- _EXERCISE TASKS_
**A)** Retype the passage of the worker accounting mailing list message between "On Wed, 2013-07-24" and "nor in 3.8-rt.", inclusive, without changing anything.
**B)** Present the lines of the records between the start and the line holding "(0, 0), (115, 106)", inclusive, as a JSON list of strings, one string per line. Skip blank lines, and leave the pictures out.

- _EXTRACT TO READ_
╭──

All of lore.kernel.org
 help / color / mirror / Atom feed
From: Steven Rostedt <rostedt@goodmis.org>
To: Thomas Gleixner <tglx@linutronix.de>
Cc: Tejun Heo <tj@kernel.org>, LKML <linux-kernel@vger.kernel.org>,
	Peter Zijlstra <peterz@infradead.org>,
	Jens Axboe <axboe@kernel.dk>, Ingo Molnar <mingo@elte.hu>,
	Linus Torvalds <torvalds@linux-foundation.org>,
	Sebastian Sewior <bigeasy@linutronix.de>
Subject: Re: [patch 4/4] sched: Distangle worker accounting from rq->lock
Date: Tue, 06 Aug 2013 15:33:35 -0400	[thread overview]
Message-ID: <1375817615.25420.48.camel@gandalf.local.home> (raw)
In-Reply-To: <alpine.DEB.2.02.1307241044510.4089@ionos.tec.linutronix.de>

On Wed, 2013-07-24 at 12:04 +0200, Thomas Gleixner wrote:
> B1;3202;0cOn Thu, 2 May 2013, Steven Rostedt wrote:
> > On Thu, 2013-05-02 at 17:12 -0700, Tejun Heo wrote:
> > > On Tue, Apr 30, 2013 at 06:47:10PM -0400, Steven Rostedt wrote:
> > > > On Tue, Apr 30, 2013 at 09:37:22AM -0400, Steven Rostedt wrote:
> > > > > [ Blast from the past! ]
> > > > > 
> > > > > When merging in 3.4.42 into the 3.4-rt branch I hit a conflict with the
> > > > > try_to_wake_up_local() call. It seems that the 3.4-rt patch has this
> > > > > patch applied. Although, this is not applied to any of the other -rt patches.
> > > > > 
> > > > 
> > > > I take that back. It's in 3.0-rt, 3.2-rt and 3.4-rt, but it's not in 3.6-rt
> > > > nor in 3.8-rt.
> > > 
> > > So, it's all good?  Or is there something I need to look into?
> > 
> > It looks good to me. I don't know why it's not in 3.6-rt or 3.8-rt. Was
> > there a reason that Thomas took it out? I don't know. Maybe it's not
> > needed or he thought it went mainline?
> 
> I dropped it on purpose as I was sure, that it's safe.
> 
> But after you poked me yesterday I spent quite some time staring at
> that code and found that I missed the following:
> 
> worker A is about to go idle and the pool->idle_list is empty
> 
>   calls worker_enter_idle()

╰──

- _DATASET RECORDS_
╭──

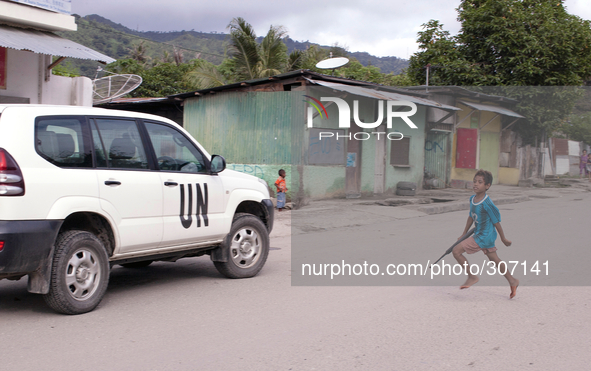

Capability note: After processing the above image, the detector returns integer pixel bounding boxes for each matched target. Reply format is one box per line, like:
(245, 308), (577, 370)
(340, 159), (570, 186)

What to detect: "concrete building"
(409, 86), (523, 188)
(0, 0), (115, 106)
(169, 71), (459, 202)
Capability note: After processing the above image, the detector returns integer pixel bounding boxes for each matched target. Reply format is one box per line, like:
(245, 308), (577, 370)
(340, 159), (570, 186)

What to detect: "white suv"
(0, 105), (273, 314)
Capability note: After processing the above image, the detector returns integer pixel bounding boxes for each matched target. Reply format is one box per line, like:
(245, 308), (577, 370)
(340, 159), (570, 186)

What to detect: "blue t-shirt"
(470, 195), (501, 249)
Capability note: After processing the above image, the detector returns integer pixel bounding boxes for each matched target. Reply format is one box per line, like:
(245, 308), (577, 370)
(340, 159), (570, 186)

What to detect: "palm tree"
(228, 17), (287, 81)
(186, 61), (228, 90)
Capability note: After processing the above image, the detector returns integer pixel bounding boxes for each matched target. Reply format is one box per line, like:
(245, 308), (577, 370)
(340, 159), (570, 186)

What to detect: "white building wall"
(0, 49), (92, 107)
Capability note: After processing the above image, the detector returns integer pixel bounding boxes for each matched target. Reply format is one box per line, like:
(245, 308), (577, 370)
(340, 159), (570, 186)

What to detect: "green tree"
(560, 112), (591, 143)
(408, 0), (591, 86)
(228, 17), (287, 81)
(408, 0), (591, 142)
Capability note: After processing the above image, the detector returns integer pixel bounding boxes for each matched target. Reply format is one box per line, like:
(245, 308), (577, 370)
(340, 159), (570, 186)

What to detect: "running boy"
(275, 169), (287, 211)
(452, 169), (519, 299)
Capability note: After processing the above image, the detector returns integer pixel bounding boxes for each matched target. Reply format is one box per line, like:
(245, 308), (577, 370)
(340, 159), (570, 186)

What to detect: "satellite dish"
(92, 74), (142, 104)
(316, 57), (349, 70)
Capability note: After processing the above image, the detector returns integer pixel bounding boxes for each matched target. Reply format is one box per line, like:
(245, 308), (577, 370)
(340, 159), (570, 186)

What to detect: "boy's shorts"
(459, 236), (497, 254)
(277, 192), (285, 209)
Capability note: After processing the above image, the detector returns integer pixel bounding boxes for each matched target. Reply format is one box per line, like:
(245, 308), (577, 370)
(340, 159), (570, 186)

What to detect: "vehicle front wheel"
(43, 231), (109, 314)
(214, 214), (269, 278)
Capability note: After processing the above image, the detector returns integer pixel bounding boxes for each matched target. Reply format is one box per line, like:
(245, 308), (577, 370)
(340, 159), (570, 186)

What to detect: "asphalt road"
(0, 190), (591, 371)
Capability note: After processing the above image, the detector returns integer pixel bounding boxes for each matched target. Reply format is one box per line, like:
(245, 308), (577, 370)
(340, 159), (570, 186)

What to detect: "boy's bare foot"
(509, 279), (519, 299)
(460, 276), (479, 290)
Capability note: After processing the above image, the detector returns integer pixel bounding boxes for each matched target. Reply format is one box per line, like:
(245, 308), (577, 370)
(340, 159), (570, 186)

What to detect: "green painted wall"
(184, 87), (426, 198)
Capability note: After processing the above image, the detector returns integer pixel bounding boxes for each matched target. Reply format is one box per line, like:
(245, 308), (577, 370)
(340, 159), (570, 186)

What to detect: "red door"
(456, 129), (478, 169)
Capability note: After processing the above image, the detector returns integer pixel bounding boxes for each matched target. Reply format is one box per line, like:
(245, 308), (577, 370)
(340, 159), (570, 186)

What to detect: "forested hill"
(58, 14), (408, 77)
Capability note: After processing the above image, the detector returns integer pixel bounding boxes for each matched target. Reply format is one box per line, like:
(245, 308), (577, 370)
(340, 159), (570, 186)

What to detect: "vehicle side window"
(91, 118), (148, 169)
(145, 122), (207, 173)
(35, 117), (92, 168)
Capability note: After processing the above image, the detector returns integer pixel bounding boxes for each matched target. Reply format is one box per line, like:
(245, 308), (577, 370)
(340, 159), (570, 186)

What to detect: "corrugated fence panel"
(425, 131), (450, 188)
(184, 92), (292, 164)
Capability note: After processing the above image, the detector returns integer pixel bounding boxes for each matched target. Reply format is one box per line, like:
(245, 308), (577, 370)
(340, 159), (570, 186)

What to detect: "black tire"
(213, 214), (269, 278)
(121, 260), (153, 269)
(396, 182), (417, 191)
(396, 189), (415, 196)
(43, 231), (109, 314)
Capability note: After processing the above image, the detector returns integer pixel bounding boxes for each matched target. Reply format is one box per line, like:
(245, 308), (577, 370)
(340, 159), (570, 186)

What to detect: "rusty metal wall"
(184, 92), (292, 165)
(425, 131), (451, 188)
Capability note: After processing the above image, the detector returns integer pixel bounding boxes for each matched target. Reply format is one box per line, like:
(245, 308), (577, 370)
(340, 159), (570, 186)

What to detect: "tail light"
(0, 148), (25, 196)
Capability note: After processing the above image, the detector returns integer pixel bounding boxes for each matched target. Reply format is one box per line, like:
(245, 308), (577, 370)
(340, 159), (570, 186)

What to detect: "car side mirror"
(211, 155), (226, 174)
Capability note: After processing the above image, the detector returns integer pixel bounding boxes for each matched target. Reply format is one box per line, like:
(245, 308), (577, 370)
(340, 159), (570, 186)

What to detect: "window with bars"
(390, 137), (410, 166)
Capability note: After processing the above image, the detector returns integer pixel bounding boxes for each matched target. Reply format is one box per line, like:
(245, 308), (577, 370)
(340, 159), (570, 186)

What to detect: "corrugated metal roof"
(460, 101), (523, 118)
(0, 25), (115, 64)
(307, 79), (461, 111)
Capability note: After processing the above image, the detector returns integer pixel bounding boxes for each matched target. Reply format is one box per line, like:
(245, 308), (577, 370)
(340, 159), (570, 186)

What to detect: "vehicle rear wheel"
(214, 214), (269, 278)
(43, 230), (109, 314)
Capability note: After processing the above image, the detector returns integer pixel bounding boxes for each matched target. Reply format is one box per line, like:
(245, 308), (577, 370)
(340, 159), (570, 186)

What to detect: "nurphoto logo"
(304, 95), (418, 140)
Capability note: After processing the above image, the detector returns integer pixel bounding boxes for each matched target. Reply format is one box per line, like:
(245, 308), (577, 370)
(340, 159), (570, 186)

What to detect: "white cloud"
(72, 0), (591, 58)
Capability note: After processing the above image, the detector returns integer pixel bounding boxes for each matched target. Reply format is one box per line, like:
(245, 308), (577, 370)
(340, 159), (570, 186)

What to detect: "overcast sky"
(72, 0), (591, 59)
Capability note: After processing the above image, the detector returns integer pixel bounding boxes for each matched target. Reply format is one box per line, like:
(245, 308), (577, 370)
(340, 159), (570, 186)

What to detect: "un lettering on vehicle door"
(161, 173), (225, 246)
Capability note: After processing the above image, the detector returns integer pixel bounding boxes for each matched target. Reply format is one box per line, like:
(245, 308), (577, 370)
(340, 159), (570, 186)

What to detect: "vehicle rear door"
(144, 121), (228, 246)
(90, 117), (162, 254)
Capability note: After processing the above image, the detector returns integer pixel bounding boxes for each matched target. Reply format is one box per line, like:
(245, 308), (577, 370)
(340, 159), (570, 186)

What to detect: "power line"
(78, 22), (226, 58)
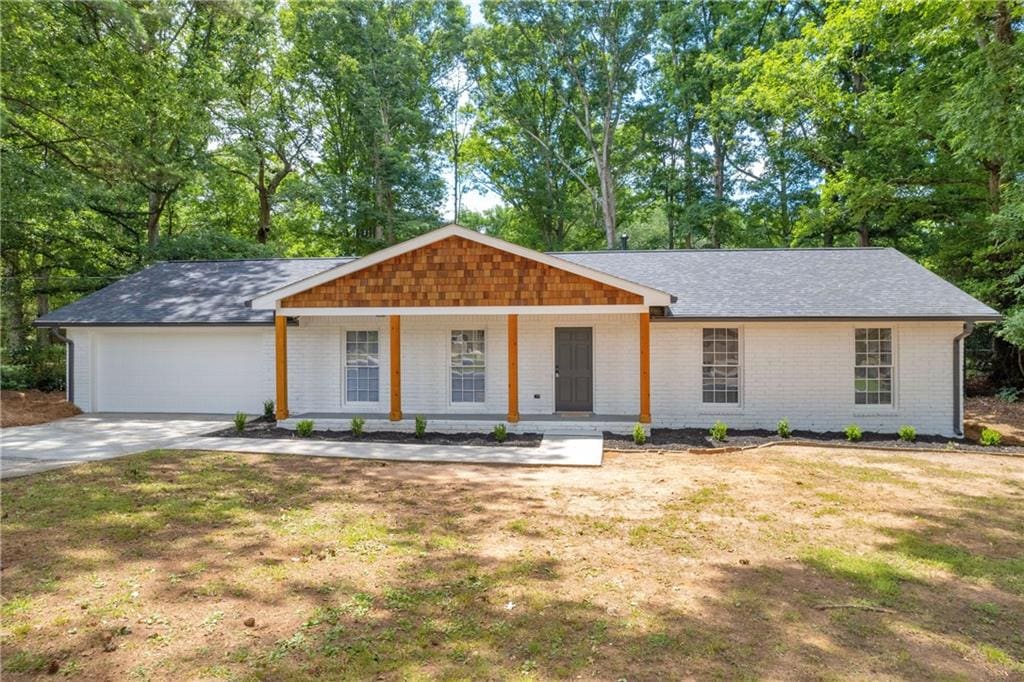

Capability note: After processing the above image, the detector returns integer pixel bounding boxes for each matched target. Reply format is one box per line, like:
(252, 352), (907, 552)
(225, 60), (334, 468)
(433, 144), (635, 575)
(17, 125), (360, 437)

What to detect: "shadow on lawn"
(3, 453), (1024, 679)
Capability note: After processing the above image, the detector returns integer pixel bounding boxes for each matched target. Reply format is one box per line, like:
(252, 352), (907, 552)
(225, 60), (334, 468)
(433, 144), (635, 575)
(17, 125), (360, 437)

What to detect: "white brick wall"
(68, 328), (93, 412)
(69, 314), (962, 435)
(651, 322), (962, 435)
(519, 314), (640, 415)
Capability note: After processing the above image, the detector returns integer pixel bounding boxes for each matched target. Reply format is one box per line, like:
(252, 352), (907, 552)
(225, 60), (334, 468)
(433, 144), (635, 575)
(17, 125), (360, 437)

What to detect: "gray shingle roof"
(37, 249), (997, 327)
(36, 258), (354, 327)
(552, 248), (998, 319)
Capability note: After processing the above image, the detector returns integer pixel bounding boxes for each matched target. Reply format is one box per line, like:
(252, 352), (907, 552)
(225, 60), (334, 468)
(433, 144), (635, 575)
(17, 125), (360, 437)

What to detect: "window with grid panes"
(452, 329), (486, 402)
(702, 328), (739, 404)
(853, 327), (893, 404)
(345, 332), (380, 402)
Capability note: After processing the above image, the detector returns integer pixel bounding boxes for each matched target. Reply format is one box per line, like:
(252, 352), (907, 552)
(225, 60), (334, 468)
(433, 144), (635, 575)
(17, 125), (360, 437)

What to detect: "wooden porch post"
(273, 313), (288, 420)
(508, 314), (519, 424)
(388, 315), (401, 422)
(640, 312), (650, 424)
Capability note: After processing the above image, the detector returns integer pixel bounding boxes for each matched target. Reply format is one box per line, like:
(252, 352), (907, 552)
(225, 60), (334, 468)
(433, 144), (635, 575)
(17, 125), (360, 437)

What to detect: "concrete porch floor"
(171, 434), (604, 467)
(278, 412), (637, 435)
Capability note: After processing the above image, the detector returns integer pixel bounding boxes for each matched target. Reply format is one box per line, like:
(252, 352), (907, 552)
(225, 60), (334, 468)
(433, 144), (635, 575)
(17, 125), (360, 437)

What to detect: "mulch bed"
(205, 417), (544, 447)
(604, 428), (1024, 455)
(0, 388), (82, 427)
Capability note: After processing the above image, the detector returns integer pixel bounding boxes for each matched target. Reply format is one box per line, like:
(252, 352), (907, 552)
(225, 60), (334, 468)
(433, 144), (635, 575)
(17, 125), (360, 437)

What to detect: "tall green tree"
(483, 0), (654, 248)
(283, 0), (468, 244)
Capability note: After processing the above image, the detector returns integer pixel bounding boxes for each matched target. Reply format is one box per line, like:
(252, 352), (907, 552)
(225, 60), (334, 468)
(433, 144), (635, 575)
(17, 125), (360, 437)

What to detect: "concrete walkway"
(0, 413), (231, 478)
(0, 414), (604, 478)
(172, 434), (604, 467)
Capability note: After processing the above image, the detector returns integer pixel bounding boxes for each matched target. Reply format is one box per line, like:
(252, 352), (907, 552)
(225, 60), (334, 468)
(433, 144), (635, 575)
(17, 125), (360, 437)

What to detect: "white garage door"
(94, 329), (273, 414)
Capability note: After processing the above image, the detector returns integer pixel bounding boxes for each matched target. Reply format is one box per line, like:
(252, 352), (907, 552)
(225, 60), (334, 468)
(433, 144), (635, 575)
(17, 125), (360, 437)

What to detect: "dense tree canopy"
(6, 0), (1024, 383)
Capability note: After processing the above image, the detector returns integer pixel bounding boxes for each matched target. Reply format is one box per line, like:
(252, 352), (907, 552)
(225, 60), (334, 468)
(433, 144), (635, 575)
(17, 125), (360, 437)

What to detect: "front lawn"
(0, 446), (1024, 680)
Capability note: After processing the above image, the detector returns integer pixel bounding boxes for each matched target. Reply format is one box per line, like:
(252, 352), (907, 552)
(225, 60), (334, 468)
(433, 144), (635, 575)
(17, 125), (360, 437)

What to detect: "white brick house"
(37, 225), (998, 436)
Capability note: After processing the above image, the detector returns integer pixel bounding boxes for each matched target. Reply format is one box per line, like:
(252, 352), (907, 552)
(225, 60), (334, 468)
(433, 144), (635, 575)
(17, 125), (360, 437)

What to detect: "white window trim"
(696, 323), (746, 416)
(341, 327), (384, 409)
(847, 322), (899, 417)
(444, 325), (490, 403)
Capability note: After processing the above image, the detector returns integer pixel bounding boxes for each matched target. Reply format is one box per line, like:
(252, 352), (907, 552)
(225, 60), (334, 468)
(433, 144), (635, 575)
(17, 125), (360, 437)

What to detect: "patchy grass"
(0, 446), (1024, 680)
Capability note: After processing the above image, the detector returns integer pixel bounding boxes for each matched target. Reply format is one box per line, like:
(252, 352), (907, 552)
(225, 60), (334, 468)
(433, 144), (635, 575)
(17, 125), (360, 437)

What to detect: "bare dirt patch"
(0, 389), (82, 427)
(0, 446), (1024, 680)
(964, 395), (1024, 445)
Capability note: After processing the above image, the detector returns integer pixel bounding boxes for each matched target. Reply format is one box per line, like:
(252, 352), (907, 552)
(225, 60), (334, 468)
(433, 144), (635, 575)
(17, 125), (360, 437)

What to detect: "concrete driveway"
(0, 413), (231, 478)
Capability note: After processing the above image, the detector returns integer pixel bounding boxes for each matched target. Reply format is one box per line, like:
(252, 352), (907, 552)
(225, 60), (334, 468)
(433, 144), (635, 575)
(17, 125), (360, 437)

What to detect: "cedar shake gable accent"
(281, 237), (644, 308)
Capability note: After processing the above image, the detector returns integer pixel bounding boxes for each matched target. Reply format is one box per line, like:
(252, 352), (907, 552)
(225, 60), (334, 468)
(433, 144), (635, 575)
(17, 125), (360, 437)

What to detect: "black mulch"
(204, 417), (544, 447)
(604, 428), (1024, 455)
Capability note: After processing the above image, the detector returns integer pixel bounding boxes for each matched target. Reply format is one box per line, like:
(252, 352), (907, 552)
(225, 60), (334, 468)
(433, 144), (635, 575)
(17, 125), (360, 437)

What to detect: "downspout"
(953, 321), (974, 437)
(50, 327), (75, 404)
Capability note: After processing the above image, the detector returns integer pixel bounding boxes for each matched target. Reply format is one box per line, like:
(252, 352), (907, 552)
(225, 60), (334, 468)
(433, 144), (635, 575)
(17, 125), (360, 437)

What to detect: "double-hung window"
(853, 327), (893, 404)
(452, 329), (486, 402)
(345, 332), (380, 402)
(701, 327), (739, 404)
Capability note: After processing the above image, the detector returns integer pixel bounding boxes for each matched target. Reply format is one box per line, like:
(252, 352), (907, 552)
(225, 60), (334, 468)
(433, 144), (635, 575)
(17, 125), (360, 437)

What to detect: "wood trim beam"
(273, 315), (288, 420)
(508, 314), (519, 424)
(388, 315), (401, 422)
(640, 312), (650, 424)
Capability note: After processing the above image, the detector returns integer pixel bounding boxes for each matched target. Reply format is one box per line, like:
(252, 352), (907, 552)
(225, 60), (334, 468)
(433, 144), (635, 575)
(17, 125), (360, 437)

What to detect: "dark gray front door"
(555, 327), (594, 412)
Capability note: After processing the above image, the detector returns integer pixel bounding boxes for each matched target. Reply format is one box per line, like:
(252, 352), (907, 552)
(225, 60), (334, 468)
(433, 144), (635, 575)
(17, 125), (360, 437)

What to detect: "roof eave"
(651, 313), (1002, 323)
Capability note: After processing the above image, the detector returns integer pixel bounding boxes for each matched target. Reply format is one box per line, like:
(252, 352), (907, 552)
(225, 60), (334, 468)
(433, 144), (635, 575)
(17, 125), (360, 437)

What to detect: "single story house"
(36, 225), (999, 436)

╰──

- _ANSWERS TO THE EXERCISES_
**A)**
On Wed, 2013-07-24 at 12:04 +0200, Thomas Gleixner wrote:
> B1;3202;0cOn Thu, 2 May 2013, Steven Rostedt wrote:
> > On Thu, 2013-05-02 at 17:12 -0700, Tejun Heo wrote:
> > > On Tue, Apr 30, 2013 at 06:47:10PM -0400, Steven Rostedt wrote:
> > > > On Tue, Apr 30, 2013 at 09:37:22AM -0400, Steven Rostedt wrote:
> > > > > [ Blast from the past! ]
> > > > > 
> > > > > When merging in 3.4.42 into the 3.4-rt branch I hit a conflict with the
> > > > > try_to_wake_up_local() call. It seems that the 3.4-rt patch has this
> > > > > patch applied. Although, this is not applied to any of the other -rt patches.
> > > > > 
> > > > 
> > > > I take that back. It's in 3.0-rt, 3.2-rt and 3.4-rt, but it's not in 3.6-rt
> > > > nor in 3.8-rt.

**B)**
[
  "Capability note: After processing the above image, the detector returns integer pixel bounding boxes for each matched target. Reply format is one box per line, like:",
  "(245, 308), (577, 370)",
  "(340, 159), (570, 186)",
  "What to detect: \"concrete building\"",
  "(409, 86), (523, 188)",
  "(0, 0), (115, 106)"
]